• **Available data**
-- Start --
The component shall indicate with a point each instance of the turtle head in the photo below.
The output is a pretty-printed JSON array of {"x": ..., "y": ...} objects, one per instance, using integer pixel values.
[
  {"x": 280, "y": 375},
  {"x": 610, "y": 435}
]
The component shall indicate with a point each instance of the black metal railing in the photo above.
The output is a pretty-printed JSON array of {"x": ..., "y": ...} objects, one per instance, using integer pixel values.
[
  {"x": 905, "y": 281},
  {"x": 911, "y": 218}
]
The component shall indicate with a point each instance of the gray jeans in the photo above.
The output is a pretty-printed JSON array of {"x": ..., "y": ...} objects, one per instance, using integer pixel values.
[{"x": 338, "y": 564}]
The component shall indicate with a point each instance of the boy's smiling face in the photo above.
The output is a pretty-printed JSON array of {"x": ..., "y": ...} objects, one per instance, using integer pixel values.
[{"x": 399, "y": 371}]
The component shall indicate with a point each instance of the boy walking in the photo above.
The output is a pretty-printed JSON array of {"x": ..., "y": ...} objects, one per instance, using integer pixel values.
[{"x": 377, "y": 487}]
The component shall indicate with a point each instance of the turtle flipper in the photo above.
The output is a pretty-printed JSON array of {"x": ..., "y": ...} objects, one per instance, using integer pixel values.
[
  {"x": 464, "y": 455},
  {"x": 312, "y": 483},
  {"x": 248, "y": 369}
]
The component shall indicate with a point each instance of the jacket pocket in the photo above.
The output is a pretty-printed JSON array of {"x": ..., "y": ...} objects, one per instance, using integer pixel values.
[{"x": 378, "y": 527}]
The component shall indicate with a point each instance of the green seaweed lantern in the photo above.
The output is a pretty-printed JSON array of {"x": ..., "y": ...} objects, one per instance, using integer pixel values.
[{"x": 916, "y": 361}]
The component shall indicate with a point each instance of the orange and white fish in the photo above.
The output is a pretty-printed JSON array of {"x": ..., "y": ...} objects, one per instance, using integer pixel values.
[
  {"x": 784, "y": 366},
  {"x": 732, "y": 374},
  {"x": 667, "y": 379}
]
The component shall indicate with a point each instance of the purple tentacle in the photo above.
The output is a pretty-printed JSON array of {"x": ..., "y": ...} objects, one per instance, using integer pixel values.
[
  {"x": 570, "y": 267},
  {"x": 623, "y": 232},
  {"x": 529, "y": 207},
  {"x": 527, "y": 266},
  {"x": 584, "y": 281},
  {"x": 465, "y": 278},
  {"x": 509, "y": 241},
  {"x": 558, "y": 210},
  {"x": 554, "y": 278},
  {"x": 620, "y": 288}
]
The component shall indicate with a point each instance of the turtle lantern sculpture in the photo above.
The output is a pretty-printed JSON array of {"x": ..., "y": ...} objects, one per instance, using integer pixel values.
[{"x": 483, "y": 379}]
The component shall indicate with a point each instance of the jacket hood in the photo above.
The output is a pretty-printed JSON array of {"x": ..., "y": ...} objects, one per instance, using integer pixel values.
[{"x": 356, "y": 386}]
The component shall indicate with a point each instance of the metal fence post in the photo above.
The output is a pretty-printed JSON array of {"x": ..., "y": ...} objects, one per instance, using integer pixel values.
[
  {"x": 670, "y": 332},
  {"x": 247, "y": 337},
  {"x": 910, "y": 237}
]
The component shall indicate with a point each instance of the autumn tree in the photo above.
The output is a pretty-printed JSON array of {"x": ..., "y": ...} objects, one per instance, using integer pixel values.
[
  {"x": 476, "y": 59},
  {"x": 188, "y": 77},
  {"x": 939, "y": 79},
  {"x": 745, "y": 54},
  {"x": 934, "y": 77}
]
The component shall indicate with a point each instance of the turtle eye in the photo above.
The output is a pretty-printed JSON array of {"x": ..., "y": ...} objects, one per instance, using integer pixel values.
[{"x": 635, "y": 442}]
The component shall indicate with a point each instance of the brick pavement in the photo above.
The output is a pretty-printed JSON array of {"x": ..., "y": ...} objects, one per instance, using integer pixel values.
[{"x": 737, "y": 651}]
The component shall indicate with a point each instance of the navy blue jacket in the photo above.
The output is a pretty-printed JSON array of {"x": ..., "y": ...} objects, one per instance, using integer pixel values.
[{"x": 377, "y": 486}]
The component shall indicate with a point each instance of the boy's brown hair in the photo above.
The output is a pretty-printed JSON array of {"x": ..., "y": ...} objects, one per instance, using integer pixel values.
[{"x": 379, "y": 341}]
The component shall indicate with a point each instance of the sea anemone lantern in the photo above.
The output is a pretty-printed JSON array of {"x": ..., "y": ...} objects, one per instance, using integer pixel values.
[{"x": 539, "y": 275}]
-- End --
• **Goal**
From the line holding "pavement in the photo above." through the last line above, reproduce each line exactly and add nothing.

• **Result**
The component shall indicate with a point each instance of the brick pavement in the photo above.
The output is a pretty-printed JSON array of {"x": ..., "y": ...} objects, one per instance, using integer pixel values.
[{"x": 737, "y": 651}]
The component shall indicate with a point each instance of the navy blue jacket in the photo above.
The output is a pretty-printed JSON array of {"x": ..., "y": ...} objects, one per instance, using integer pixel values.
[{"x": 377, "y": 486}]
The component shall indicate with a point each instance of the boy's brown hair in the photo above.
The output is a pretty-printed JSON array of {"x": ..., "y": ...} objects, one per instance, using integer pixel values.
[{"x": 379, "y": 341}]
The component shall indicate with a point each instance of the sea anemone lantern in the photo above.
The output is a pretty-printed JSON array of {"x": ..., "y": ...} objects, one per instance, using integer pixel values.
[{"x": 539, "y": 275}]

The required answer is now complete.